Dataset rows on where objects appear:
———

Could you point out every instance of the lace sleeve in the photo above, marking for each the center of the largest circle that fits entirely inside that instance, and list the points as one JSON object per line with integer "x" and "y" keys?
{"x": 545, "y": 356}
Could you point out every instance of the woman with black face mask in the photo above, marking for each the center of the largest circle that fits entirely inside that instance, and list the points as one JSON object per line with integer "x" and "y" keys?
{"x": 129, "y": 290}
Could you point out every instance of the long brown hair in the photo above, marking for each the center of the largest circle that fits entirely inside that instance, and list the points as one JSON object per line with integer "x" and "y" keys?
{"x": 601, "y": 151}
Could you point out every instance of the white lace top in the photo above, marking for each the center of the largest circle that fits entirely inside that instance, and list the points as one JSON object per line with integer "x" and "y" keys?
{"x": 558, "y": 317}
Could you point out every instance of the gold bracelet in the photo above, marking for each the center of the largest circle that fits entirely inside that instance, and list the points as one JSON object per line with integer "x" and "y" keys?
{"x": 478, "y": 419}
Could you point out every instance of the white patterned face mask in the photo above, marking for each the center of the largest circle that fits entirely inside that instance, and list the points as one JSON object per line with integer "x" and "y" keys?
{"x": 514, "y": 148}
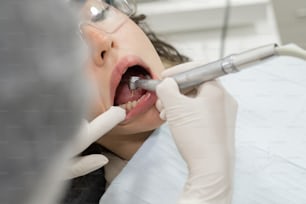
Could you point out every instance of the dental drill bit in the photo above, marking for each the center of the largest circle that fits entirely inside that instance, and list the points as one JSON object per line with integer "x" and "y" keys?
{"x": 224, "y": 66}
{"x": 207, "y": 72}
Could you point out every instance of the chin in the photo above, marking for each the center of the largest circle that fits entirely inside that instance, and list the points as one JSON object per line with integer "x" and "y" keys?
{"x": 145, "y": 122}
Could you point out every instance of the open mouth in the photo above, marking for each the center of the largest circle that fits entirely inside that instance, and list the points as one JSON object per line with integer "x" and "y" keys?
{"x": 135, "y": 102}
{"x": 124, "y": 96}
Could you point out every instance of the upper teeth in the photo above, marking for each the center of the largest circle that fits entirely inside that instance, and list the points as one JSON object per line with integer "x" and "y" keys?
{"x": 129, "y": 105}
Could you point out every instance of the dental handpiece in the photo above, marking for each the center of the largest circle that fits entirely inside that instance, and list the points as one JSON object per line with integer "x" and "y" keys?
{"x": 227, "y": 65}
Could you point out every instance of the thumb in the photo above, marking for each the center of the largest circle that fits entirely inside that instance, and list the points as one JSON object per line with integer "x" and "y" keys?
{"x": 85, "y": 164}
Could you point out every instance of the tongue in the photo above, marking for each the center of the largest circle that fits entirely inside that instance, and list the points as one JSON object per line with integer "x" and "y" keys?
{"x": 124, "y": 94}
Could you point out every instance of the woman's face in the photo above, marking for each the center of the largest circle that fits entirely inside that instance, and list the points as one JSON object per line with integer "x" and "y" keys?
{"x": 114, "y": 57}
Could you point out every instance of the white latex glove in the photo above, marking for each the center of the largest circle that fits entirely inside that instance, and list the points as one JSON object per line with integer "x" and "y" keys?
{"x": 203, "y": 129}
{"x": 91, "y": 132}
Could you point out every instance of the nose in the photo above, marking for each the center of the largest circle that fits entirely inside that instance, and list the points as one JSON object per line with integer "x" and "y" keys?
{"x": 99, "y": 43}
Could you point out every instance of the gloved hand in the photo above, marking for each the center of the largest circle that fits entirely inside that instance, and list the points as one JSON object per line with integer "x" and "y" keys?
{"x": 91, "y": 132}
{"x": 203, "y": 129}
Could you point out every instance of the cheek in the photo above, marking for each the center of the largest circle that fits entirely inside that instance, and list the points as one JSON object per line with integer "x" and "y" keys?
{"x": 146, "y": 122}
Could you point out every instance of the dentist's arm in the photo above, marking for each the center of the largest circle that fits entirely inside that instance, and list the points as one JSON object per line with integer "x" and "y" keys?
{"x": 91, "y": 132}
{"x": 203, "y": 129}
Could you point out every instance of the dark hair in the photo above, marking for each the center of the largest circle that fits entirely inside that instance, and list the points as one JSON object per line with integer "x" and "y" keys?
{"x": 167, "y": 52}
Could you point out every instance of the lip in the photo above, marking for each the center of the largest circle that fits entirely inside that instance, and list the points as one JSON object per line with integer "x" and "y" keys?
{"x": 149, "y": 98}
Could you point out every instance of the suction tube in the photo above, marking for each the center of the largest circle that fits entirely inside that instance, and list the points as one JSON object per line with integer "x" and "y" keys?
{"x": 230, "y": 64}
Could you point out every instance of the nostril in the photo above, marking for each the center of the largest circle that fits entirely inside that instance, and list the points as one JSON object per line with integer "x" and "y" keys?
{"x": 102, "y": 54}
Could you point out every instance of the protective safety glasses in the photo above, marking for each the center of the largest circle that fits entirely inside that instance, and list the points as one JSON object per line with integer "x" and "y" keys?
{"x": 107, "y": 17}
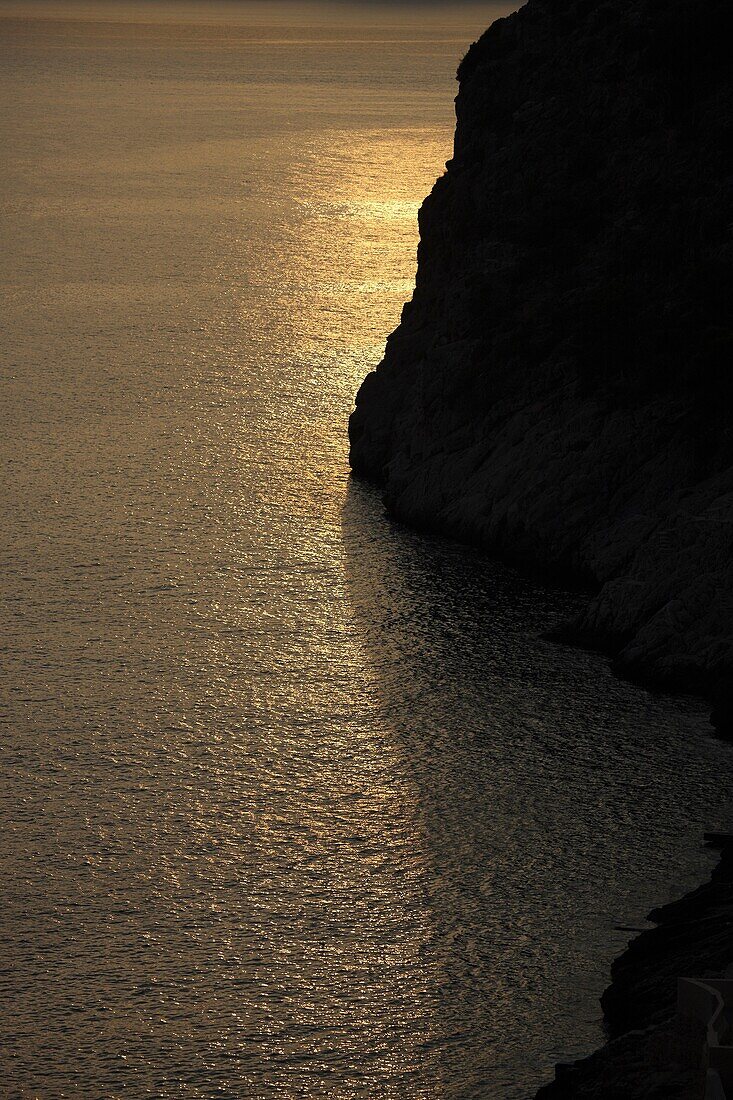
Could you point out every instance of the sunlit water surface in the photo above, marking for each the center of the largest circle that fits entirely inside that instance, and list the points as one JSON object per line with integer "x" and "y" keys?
{"x": 295, "y": 803}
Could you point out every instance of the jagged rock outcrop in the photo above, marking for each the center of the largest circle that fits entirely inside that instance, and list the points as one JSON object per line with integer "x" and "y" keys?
{"x": 559, "y": 389}
{"x": 651, "y": 1053}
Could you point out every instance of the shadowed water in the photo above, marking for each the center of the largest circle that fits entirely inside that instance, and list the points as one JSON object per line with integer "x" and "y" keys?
{"x": 295, "y": 802}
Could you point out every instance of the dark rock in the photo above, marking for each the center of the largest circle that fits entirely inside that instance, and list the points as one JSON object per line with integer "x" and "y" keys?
{"x": 651, "y": 1053}
{"x": 559, "y": 389}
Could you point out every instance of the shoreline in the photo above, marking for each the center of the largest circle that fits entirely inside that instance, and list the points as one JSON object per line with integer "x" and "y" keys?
{"x": 651, "y": 1049}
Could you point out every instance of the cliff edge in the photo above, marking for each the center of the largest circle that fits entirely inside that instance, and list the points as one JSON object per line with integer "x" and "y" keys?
{"x": 652, "y": 1054}
{"x": 559, "y": 389}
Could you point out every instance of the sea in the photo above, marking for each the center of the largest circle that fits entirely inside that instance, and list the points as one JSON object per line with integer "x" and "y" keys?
{"x": 294, "y": 802}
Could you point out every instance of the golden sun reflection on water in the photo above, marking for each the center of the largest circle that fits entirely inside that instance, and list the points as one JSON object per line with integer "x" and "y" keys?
{"x": 276, "y": 812}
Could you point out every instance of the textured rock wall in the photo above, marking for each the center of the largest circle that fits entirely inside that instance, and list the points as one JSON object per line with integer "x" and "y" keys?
{"x": 651, "y": 1054}
{"x": 559, "y": 387}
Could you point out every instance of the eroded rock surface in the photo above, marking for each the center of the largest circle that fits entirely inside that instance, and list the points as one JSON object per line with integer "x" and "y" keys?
{"x": 559, "y": 387}
{"x": 652, "y": 1055}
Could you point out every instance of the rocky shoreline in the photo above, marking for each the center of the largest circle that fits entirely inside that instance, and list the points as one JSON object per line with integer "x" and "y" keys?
{"x": 651, "y": 1052}
{"x": 559, "y": 388}
{"x": 558, "y": 392}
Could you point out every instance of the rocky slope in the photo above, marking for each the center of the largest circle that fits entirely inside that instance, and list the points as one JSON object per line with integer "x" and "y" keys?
{"x": 559, "y": 389}
{"x": 652, "y": 1054}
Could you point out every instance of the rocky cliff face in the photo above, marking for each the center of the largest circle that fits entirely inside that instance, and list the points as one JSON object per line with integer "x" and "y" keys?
{"x": 651, "y": 1054}
{"x": 559, "y": 389}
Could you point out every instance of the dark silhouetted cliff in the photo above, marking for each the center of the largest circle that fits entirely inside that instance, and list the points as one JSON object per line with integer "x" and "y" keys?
{"x": 559, "y": 389}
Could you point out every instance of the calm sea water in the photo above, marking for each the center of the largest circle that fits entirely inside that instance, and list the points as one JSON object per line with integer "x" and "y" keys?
{"x": 295, "y": 803}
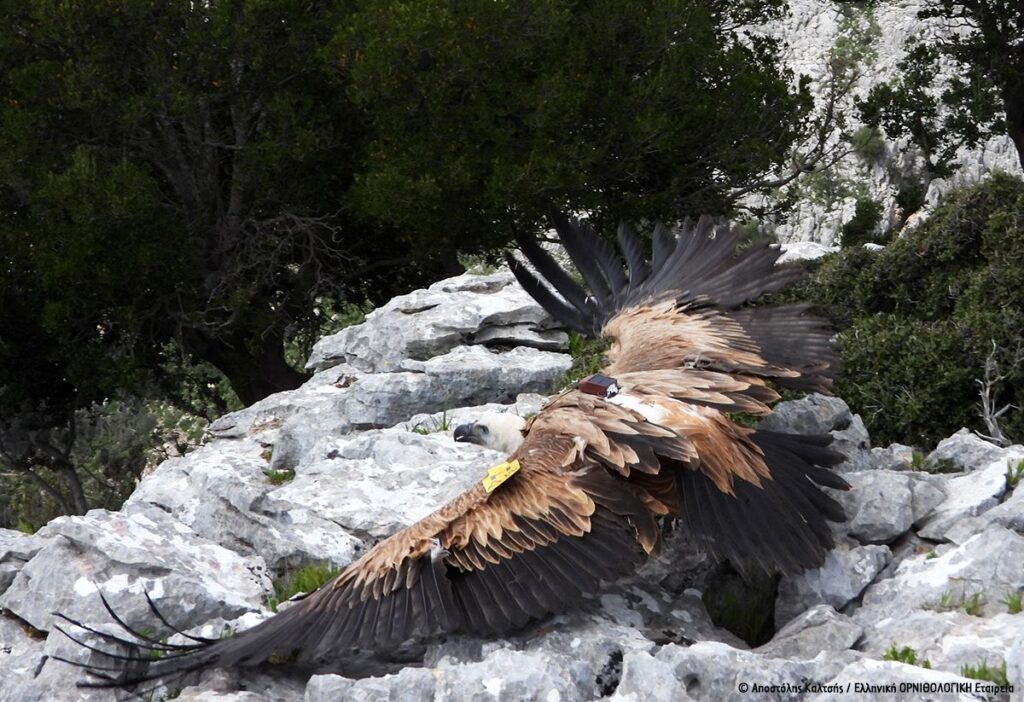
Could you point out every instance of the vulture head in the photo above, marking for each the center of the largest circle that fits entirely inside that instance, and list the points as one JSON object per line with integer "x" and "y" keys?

———

> [Problem details] Rescale the material from the line containing "Could you point out every instance of the dark silhouetted" through the end of the material, both ends included: write those lines out again with their requests, multiplying every x and y coordinate in the answers by 1.65 and rounding to whole numbers, with halves rounded up. Leave the pictures out.

> [Answer to this task]
Could you point out every instance of the dark silhouetted cliff in the photo above, marking for each the center of the largest circle that fits entirely inside that instance, and list the points as one JSON object per line with integer "x" and "y" keys?
{"x": 922, "y": 642}
Could you point out every instance of the calm sea water in the photo above, marking for each the center of the largest circle that fits entirely inside that instance, and list the points as one JSON object per line with integer "x" and "y" keys?
{"x": 487, "y": 1325}
Could you point out every instance of the vulture head in the photo above, marking for each the center of the largest circle that fits entirely inside that instance, and list the points as one JSON object per line with integer "x" and "y" keys?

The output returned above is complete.